*** Opening of TEXT PROVIDED ***
Exactly. I could name a lot of well- known people who fall into this category of two-faced tweeting chickens, but I won’t… yet.

 

Sunday, March 28

There’s a difference between foul-mouthed abuse or threats, and a robustly held derogatory opinion – and sometimes you just have to applaud a good zinger, even one at your own expense.

‘Piers Morgan has been dishing it out for years,’ scoffed singer Bette Midler – whom I branded a ‘mad racist’ when she attacked Melania Trump last year – ‘& he walked out & quit after a minute of criticism? Even Viagra can’t help a man who is that soft.’

 

Saturday, April 3

Talking of zingers, I’ve thoroughly enjoyed ex Tory Minister Alan Duncan’s incendiary diaries, in which he buries more bodies than a Mafia undertaker.

He has always been gleefully indiscreet.

When Boris Johnson first considered running for the Conservative Party leadership in June 2016, I attended an ITV summer party in the heart of Westminster and found a seething hotbed of political gossip, intrigue and plotting. 

Talking of zingers, I’ve thoroughly enjoyed ex Tory Minister Alan Duncan’s (above with Boris Johnson at The Spectator party in 2003) incendiary diaries

Talking of zingers, I’ve thoroughly enjoyed ex Tory Minister Alan Duncan’s (above with Boris Johnson at The Spectator party in 2003) incendiary diaries

As the drink flowed, Duncan – who was supporting Theresa May as candidate – told me: ‘Piers, we’re going to CRUSH Boris into a mangled heap. He’s going to get f*****, trust me. Completely and comprehensively F*****! And it couldn’t happen to a bigger buffoon!’

He then winked and chuckled: ‘Off the record, obviously.’

Two days later, Boris was indeed duly crushed into a mangled heap and completely f***** when Michael Gove betrayed him and May ended up Prime Minister.
*** Close of TEXT PROVIDED ***
*** Opening of RECORDED DATA ***
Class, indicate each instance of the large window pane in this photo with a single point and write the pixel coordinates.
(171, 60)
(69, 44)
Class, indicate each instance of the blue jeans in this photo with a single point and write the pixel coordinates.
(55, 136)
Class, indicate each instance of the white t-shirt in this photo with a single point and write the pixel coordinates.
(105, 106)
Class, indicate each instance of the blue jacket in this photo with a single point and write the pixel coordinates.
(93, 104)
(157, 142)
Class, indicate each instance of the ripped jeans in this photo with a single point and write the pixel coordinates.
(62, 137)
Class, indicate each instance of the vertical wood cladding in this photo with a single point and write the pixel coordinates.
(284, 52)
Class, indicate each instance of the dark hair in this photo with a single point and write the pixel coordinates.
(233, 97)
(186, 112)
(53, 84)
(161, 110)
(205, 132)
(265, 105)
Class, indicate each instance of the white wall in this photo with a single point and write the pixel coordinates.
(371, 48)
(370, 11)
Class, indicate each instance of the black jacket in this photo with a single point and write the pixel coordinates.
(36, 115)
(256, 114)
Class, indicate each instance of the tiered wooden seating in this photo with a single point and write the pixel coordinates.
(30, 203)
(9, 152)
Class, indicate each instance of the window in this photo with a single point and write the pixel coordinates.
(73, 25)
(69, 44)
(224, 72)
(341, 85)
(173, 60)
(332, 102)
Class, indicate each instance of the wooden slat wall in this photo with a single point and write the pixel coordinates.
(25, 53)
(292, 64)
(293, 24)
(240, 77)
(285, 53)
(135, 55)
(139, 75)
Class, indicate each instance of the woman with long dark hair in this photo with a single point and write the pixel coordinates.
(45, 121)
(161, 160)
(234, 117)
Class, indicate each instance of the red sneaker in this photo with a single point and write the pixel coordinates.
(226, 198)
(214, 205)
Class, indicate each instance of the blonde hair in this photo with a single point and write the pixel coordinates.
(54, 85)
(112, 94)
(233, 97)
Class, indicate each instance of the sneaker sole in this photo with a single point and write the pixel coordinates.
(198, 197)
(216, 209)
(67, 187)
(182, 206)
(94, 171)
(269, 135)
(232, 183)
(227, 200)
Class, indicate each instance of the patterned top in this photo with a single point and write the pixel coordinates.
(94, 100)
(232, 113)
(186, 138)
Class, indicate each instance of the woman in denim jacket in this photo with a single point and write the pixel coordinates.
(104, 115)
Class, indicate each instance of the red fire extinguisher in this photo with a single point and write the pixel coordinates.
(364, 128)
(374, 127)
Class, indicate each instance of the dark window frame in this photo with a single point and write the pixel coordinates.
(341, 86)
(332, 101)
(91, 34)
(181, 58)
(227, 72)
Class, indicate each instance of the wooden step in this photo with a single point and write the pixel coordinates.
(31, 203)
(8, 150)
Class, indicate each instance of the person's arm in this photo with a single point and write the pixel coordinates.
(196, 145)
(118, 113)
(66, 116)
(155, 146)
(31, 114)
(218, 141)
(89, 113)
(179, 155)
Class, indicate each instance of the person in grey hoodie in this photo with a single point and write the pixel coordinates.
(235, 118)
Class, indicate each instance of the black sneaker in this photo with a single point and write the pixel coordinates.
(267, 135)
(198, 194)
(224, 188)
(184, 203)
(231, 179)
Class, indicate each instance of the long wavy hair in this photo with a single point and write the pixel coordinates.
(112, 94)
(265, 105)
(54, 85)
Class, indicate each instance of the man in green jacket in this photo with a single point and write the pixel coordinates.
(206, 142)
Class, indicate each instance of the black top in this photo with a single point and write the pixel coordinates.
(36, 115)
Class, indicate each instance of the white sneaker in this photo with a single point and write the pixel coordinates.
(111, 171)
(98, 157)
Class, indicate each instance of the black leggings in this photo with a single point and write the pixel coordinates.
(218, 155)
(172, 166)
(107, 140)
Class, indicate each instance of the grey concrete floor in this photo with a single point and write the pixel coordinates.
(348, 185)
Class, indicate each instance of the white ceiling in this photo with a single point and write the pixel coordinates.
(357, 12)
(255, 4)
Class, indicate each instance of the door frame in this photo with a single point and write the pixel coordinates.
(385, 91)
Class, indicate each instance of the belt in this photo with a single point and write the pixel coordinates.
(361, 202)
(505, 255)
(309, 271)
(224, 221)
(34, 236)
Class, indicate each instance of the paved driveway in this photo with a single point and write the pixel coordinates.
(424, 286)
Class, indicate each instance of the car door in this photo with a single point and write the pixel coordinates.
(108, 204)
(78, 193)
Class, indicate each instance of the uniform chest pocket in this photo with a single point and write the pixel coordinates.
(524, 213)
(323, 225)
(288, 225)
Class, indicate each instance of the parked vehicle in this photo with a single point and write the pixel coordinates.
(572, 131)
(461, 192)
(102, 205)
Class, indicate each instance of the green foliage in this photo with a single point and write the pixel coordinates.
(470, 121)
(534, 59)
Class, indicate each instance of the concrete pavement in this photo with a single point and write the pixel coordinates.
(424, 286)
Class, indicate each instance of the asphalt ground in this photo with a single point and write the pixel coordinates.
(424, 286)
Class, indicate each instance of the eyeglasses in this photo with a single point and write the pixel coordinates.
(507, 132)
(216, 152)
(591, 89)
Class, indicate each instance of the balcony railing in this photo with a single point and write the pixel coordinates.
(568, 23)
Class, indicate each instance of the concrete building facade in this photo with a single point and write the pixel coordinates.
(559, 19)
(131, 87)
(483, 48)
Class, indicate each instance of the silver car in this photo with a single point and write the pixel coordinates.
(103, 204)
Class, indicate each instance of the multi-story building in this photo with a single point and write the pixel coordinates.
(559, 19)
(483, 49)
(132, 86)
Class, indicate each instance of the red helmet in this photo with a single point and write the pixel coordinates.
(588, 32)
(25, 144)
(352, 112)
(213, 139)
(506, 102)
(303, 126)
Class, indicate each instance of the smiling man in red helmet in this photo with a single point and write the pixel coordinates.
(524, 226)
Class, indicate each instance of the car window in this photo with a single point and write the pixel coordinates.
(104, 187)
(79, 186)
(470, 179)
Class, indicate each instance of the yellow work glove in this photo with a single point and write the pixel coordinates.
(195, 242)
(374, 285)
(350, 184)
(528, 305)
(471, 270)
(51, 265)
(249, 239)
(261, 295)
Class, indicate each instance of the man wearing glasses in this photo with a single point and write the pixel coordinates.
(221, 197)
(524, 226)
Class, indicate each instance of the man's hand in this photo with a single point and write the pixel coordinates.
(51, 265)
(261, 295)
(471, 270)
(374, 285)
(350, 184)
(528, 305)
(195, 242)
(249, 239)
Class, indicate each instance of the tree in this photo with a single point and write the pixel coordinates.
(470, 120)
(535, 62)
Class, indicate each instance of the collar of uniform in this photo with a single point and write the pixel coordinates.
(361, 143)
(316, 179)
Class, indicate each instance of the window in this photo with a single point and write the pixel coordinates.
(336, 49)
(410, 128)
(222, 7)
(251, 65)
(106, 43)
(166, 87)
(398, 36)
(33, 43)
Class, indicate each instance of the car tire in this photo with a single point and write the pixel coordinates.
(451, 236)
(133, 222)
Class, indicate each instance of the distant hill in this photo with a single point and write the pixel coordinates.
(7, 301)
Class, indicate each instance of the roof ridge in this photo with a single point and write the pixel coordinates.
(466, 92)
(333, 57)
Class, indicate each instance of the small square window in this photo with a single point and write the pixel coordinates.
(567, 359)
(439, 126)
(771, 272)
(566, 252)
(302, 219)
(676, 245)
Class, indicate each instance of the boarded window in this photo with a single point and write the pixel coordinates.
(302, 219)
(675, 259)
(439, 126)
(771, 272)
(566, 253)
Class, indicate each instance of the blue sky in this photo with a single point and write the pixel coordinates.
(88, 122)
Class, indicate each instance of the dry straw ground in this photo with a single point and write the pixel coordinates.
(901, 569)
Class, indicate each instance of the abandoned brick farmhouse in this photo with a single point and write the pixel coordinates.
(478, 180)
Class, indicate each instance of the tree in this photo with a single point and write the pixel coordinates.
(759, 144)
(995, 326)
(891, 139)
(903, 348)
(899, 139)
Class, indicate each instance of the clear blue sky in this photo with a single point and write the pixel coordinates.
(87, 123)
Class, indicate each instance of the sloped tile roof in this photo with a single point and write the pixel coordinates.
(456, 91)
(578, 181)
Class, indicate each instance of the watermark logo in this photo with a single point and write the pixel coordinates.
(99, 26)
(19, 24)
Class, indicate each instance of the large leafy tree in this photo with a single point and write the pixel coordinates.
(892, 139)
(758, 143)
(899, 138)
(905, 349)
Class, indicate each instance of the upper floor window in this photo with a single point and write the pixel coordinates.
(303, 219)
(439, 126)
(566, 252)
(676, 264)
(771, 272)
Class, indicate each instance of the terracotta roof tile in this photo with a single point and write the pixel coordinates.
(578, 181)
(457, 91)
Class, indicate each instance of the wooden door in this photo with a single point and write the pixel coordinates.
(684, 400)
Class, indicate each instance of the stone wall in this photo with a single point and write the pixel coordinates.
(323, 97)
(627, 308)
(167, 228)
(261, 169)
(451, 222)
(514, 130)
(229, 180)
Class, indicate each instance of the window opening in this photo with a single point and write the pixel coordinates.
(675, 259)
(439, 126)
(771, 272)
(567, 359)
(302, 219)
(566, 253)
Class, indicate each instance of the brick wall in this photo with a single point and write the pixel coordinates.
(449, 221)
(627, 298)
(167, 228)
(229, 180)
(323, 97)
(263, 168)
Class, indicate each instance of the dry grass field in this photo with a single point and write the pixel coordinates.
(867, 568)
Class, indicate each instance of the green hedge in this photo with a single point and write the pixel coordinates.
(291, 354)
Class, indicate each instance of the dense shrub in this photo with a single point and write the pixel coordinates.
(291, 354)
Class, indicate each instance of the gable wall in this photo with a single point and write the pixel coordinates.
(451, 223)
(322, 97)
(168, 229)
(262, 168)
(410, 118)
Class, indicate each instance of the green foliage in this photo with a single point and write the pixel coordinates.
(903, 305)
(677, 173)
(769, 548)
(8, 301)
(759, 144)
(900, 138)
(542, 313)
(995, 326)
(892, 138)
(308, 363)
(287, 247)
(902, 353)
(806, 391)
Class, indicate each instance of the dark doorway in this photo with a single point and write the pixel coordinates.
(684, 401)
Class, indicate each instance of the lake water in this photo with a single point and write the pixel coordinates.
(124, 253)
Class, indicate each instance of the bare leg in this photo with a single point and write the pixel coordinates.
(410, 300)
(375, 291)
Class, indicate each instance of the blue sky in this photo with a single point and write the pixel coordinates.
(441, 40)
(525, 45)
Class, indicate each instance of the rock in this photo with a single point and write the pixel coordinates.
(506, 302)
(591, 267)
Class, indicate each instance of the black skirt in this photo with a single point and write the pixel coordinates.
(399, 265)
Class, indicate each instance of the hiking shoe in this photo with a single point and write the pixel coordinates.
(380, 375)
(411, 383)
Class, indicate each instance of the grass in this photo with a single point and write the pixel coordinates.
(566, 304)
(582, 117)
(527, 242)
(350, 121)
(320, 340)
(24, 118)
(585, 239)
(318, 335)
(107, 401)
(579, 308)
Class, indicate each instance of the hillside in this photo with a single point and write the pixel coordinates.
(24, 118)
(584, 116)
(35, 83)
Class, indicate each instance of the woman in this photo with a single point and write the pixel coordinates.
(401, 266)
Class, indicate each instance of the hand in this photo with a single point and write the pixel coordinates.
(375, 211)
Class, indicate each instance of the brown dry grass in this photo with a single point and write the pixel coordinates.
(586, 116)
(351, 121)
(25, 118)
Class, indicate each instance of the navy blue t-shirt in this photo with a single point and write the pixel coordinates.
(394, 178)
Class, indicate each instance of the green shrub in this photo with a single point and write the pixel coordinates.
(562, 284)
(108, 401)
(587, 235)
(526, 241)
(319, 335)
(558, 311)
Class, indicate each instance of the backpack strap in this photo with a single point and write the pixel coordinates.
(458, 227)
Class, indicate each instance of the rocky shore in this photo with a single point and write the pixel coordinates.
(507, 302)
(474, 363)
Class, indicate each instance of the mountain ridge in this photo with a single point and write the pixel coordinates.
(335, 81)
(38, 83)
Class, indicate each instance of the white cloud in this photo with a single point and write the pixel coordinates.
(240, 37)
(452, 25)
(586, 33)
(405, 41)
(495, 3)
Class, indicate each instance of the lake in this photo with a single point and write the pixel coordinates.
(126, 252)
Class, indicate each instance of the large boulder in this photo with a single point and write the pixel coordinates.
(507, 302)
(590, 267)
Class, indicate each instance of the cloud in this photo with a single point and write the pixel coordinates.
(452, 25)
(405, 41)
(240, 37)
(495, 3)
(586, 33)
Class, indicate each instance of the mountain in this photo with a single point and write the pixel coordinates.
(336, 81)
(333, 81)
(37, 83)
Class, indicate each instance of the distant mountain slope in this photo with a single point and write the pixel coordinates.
*** Close of RECORDED DATA ***
EXERCISE TASKS =
a: Rewrite the part of the diary entries that begins at the words "There’s a difference" and stops after "intrigue and plotting.", changing "undertaker" to "gravedigger".
b: In the diary entries, whom was Alan Duncan supporting as candidate for the Conservative Party leadership?

ANSWERS TO THE PROBLEMS =
a:
There’s a difference between foul-mouthed abuse or threats, and a robustly held derogatory opinion – and sometimes you just have to applaud a good zinger, even one at your own expense.

‘Piers Morgan has been dishing it out for years,’ scoffed singer Bette Midler – whom I branded a ‘mad racist’ when she attacked Melania Trump last year – ‘& he walked out & quit after a minute of criticism? Even Viagra can’t help a man who is that soft.’

 

Saturday, April 3

Talking of zingers, I’ve thoroughly enjoyed ex Tory Minister Alan Duncan’s incendiary diaries, in which he buries more bodies than a Mafia gravedigger.

He has always been gleefully indiscreet.

When Boris Johnson first considered running for the Conservative Party leadership in June 2016, I attended an ITV summer party in the heart of Westminster and found a seething hotbed of political gossip, intrigue and plotting.

b: Theresa May